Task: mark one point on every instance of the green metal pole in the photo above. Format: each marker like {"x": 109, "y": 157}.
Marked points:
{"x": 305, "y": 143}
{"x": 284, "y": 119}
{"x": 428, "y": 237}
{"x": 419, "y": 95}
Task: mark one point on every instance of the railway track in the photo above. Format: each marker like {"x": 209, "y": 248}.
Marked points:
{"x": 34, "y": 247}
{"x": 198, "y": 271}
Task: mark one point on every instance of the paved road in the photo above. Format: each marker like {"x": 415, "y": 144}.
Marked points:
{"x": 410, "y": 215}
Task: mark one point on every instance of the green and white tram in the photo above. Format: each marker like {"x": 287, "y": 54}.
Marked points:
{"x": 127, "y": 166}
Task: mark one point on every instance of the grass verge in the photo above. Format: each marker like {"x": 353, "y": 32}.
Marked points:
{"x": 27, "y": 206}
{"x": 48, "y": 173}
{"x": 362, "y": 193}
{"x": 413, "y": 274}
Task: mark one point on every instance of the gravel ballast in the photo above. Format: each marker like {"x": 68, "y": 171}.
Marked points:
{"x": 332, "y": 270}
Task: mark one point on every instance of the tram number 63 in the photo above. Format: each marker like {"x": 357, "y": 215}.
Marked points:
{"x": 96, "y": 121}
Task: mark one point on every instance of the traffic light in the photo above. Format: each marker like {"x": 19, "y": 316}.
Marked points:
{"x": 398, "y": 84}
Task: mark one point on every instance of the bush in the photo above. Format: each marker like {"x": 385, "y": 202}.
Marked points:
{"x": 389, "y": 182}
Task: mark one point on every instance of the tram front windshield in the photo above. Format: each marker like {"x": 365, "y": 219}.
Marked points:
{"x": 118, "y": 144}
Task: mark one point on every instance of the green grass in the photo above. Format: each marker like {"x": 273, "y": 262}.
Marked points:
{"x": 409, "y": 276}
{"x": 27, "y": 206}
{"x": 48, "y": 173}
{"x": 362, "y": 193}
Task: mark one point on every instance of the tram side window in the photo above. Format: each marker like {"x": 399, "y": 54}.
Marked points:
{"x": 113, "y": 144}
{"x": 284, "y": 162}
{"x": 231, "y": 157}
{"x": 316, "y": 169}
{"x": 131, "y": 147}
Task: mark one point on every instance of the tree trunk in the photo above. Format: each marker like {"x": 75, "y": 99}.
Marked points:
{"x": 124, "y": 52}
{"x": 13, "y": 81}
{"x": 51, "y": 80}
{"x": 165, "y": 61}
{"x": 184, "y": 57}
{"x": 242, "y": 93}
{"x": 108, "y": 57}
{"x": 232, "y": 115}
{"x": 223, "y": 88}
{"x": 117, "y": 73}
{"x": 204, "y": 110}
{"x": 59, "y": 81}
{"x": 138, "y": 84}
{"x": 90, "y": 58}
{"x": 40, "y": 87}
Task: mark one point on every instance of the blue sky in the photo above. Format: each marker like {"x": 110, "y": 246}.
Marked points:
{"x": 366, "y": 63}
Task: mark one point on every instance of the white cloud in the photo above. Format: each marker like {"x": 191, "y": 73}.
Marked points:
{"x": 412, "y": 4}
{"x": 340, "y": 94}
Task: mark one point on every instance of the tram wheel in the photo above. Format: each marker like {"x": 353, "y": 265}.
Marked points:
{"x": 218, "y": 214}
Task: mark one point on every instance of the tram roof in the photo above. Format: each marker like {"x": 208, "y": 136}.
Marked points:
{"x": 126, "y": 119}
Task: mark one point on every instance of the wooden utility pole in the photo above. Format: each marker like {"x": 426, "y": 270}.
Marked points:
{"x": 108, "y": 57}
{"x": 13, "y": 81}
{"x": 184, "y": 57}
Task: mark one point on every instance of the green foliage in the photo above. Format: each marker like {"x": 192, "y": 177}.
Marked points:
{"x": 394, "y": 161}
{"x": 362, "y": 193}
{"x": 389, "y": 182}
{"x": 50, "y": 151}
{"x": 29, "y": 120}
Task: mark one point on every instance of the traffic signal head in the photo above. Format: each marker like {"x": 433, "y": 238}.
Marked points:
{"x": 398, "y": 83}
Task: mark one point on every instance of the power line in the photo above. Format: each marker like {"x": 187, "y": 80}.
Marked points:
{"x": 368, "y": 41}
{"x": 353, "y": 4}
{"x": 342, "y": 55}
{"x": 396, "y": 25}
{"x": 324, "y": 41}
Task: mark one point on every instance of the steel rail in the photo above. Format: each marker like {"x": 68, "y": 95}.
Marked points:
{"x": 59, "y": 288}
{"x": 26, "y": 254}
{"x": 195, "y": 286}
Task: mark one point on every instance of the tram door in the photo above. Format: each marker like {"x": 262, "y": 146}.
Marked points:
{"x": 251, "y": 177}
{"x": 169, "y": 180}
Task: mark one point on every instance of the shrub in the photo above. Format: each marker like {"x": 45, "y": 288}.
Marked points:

____________________

THE PROBLEM >>
Copy the data above in full, character for character.

CORRECT RESPONSE >>
Task: mark one point on every instance of the green metal pole in the photo above. Format: each marker like {"x": 109, "y": 157}.
Marked points:
{"x": 305, "y": 143}
{"x": 284, "y": 119}
{"x": 428, "y": 237}
{"x": 419, "y": 95}
Task: mark one point on every instance of the railway track in the photo above. Format: each marker like {"x": 209, "y": 248}.
Marked points:
{"x": 34, "y": 247}
{"x": 198, "y": 271}
Task: mark one point on every instance of the paved road in the photo above. Format: each marker like {"x": 415, "y": 144}.
Marked points:
{"x": 410, "y": 215}
Task: mark one point on every instance of the green and white tram in the photo above. Format: each marker like {"x": 287, "y": 54}.
Marked points:
{"x": 127, "y": 166}
Task: mark one point on every instance of the grass verge in the photo above. Format: each marker like {"x": 353, "y": 32}.
Marked points:
{"x": 27, "y": 206}
{"x": 48, "y": 173}
{"x": 362, "y": 193}
{"x": 413, "y": 274}
Task: mark one point on every instance of the gravel ballast in the photo above. Format: each marker like {"x": 68, "y": 171}.
Marked points:
{"x": 332, "y": 270}
Task: mark one point on every instance of the tram number 63 in the photo above. Format: each marker like {"x": 357, "y": 215}.
Marked points:
{"x": 96, "y": 121}
Task: mark one point on every instance of the traffic light in the photo above. Format: each marker like {"x": 19, "y": 316}.
Marked points:
{"x": 398, "y": 84}
Task: mark one point on every instance of the bush in the photo above. Format: each marker like {"x": 385, "y": 202}.
Marked points:
{"x": 389, "y": 182}
Task: mark one point on every instance of the tram front windshield in the photo above. Format: each marker like {"x": 365, "y": 219}.
Marked points:
{"x": 118, "y": 144}
Task: mark one point on every instance of the green grass in the photo above. Format: each marker like {"x": 273, "y": 262}.
Marked points:
{"x": 409, "y": 276}
{"x": 27, "y": 206}
{"x": 48, "y": 173}
{"x": 362, "y": 193}
Task: mark one point on every instance of the tram side window in the photo above. Format: each marker like {"x": 399, "y": 54}.
Marked points:
{"x": 113, "y": 144}
{"x": 284, "y": 162}
{"x": 231, "y": 157}
{"x": 316, "y": 169}
{"x": 131, "y": 147}
Task: mark one point on every instance of the tree trunk in the photo above. Format: each marker like {"x": 75, "y": 99}.
Marked points:
{"x": 124, "y": 52}
{"x": 13, "y": 81}
{"x": 51, "y": 80}
{"x": 165, "y": 61}
{"x": 184, "y": 57}
{"x": 242, "y": 93}
{"x": 108, "y": 57}
{"x": 232, "y": 115}
{"x": 223, "y": 88}
{"x": 117, "y": 73}
{"x": 204, "y": 110}
{"x": 59, "y": 81}
{"x": 138, "y": 84}
{"x": 90, "y": 58}
{"x": 40, "y": 87}
Task: mark one point on every instance of the blue sky in the photo above. Format: each marker like {"x": 110, "y": 246}.
Marked points:
{"x": 366, "y": 63}
Task: mark one point on every instance of the white cloud in the photo above. Format: each marker like {"x": 191, "y": 73}.
Marked points:
{"x": 412, "y": 4}
{"x": 340, "y": 94}
Task: mark one point on every instance of the tram wheel in the photo above. Format: each marker like {"x": 353, "y": 265}.
Marked points:
{"x": 218, "y": 214}
Task: mark one point on every instance of the tram roof in the photo above. Format: each marker like {"x": 208, "y": 136}.
Marked points:
{"x": 126, "y": 119}
Task: mark one point on every instance of the wooden utility pole in the photo above. Format: each marker like {"x": 426, "y": 270}.
Marked points:
{"x": 108, "y": 57}
{"x": 13, "y": 81}
{"x": 184, "y": 57}
Task: mark one point on every instance of the green foliage in the photo above. Format: each marker like {"x": 192, "y": 177}.
Marked points:
{"x": 394, "y": 161}
{"x": 362, "y": 193}
{"x": 389, "y": 182}
{"x": 50, "y": 151}
{"x": 29, "y": 120}
Task: mark one point on every instance of the traffic signal head in the photo above. Format: each marker like {"x": 433, "y": 238}.
Marked points:
{"x": 398, "y": 83}
Task: mark one point on every instance of the power line in the photo above. Format: each marker like {"x": 187, "y": 80}.
Marked points:
{"x": 368, "y": 41}
{"x": 353, "y": 4}
{"x": 342, "y": 55}
{"x": 396, "y": 25}
{"x": 324, "y": 41}
Task: mark one point on every instance of the steel rail in the photo above. Format: each marker like {"x": 68, "y": 95}.
Marked points:
{"x": 59, "y": 288}
{"x": 26, "y": 254}
{"x": 195, "y": 286}
Task: mark one point on every instance of the tram door in the photo above. Format: each marker like {"x": 262, "y": 146}.
Marked points:
{"x": 251, "y": 177}
{"x": 169, "y": 180}
Task: mark one point on every instance of the shrub in the photo above. Format: each marker like {"x": 45, "y": 288}.
Marked points:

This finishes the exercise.